> [GIVEN TEXT]:
^^^^

Skip to content

Architecture

github-actions[bot] edited this page Apr 3, 2026 · 20 revisions

Architecture

System Overview

The MATLAB MCP Server bridges AI agents (Claude, Cursor, Codex CLI) to a shared MATLAB installation through the Model Context Protocol. It manages an elastic pool of MATLAB engines, executes code with security validation, handles async jobs, and serves interactive Plotly visualizations.

graph TB
    Agent["AI Agent<br/>(Claude, Cursor, Codex CLI)"]
    Transport["MCP Transport<br/>(stdio, SSE, streamable HTTP)"]
    Server["FastMCP Server<br/>(20+ Tools)"]
    SessionMgr["Session Manager<br/>(Workspace Isolation)"]
    Executor["Job Executor<br/>(Sync/Async)"]
    PoolMgr["Engine Pool Manager<br/>(Elastic 2-10+ engines)"]
    Engine["MATLAB Engines<br/>(R2022b+)"]
    
    Agent -->|MCP Protocol| Transport
    Transport -->|Tool Calls| Server
    Server -->|Session ID| SessionMgr
    Server -->|Execute Code| Executor
    Executor -->|Acquire/Release| PoolMgr
    PoolMgr -->|Run Code| Engine
    PoolMgr -->|Health Checks| Engine
    Engine -->|Results| Executor
    Executor -->|Format| Server
    Server -->|Response| Agent
Loading

Major Components

1. MCP Server (src/matlab_mcp/server.py)

^^^^

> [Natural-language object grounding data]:
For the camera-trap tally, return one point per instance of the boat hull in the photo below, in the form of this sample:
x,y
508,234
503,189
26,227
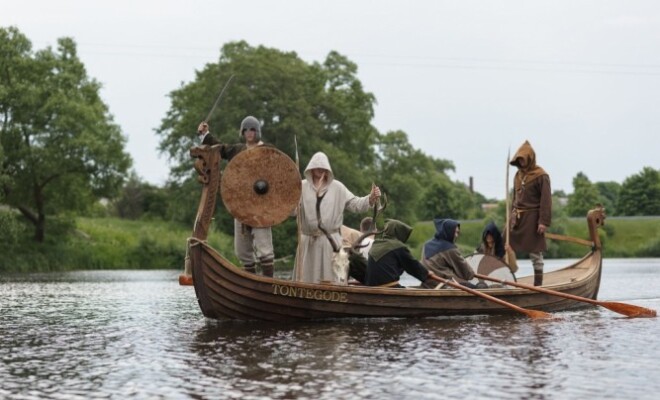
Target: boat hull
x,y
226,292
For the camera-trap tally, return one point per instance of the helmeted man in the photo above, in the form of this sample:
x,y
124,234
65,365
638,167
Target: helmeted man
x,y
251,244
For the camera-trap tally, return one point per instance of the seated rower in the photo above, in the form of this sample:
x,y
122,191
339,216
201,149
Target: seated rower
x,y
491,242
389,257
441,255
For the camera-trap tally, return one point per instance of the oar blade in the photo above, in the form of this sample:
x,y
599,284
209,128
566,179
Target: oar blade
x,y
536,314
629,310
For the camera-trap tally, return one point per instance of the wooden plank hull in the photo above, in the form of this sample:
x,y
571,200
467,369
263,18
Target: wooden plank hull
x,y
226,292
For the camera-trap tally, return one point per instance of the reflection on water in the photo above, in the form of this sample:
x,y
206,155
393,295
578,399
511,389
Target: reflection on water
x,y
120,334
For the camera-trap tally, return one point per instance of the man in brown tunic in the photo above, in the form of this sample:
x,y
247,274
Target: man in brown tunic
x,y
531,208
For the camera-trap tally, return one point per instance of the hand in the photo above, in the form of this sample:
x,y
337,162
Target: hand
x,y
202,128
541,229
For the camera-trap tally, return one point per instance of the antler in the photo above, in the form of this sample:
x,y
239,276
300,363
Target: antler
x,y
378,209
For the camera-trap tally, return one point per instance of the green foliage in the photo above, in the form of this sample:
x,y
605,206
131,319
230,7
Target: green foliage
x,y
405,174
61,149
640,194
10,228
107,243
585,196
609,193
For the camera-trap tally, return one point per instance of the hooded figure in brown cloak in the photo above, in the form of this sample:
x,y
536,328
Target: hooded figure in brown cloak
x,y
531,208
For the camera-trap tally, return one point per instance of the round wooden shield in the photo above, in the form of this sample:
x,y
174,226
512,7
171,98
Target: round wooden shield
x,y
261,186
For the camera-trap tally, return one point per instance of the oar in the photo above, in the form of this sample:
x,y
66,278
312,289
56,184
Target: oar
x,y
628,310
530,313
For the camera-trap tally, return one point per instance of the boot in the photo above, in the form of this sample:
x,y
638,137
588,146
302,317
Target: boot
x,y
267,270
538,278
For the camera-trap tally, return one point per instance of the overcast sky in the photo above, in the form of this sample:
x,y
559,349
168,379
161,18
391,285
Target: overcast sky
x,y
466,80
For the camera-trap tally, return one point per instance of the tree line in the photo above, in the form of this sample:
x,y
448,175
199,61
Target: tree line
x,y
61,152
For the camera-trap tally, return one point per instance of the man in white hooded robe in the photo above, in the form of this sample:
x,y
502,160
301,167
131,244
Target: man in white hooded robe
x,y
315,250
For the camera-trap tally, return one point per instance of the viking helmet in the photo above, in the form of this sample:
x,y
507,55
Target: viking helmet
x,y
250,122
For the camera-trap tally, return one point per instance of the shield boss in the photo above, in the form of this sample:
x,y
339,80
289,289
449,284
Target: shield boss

^^^^

> [EXERCISE DIRECTIONS]:
Could you resume the MATLAB MCP Server architecture page from the point where it stops? This data has no connection to the MATLAB MCP Server architecture page.

> [REPLY TO THE EXERCISE]:
The main FastMCP server instance that registers and routes all tools. Responsibilities:

  • Register 20 built-in tools (execute_code, check_code, list_toolboxes, etc.)
  • Load and register custom tools from YAML config
  • Manage server lifespan (startup, shutdown, graceful drain)
  • Route tool calls to implementation modules
  • Handle transport modes (stdio, SSE, streamable HTTP)
  • Forward security validation and HITL approval gates

Key methods:

  • main() — CLI entry point; parses args, loads config, starts server
  • _get_session_id() — Extracts session ID from transport context
  • _get_temp_dir() — Resolves session temp directory for workspace isolation
  • Tool implementations delegate to JobExecutor, SecurityValidator, ResultFormatter

2. Engine Pool Manager (src/matlab_mcp/pool/manager.py)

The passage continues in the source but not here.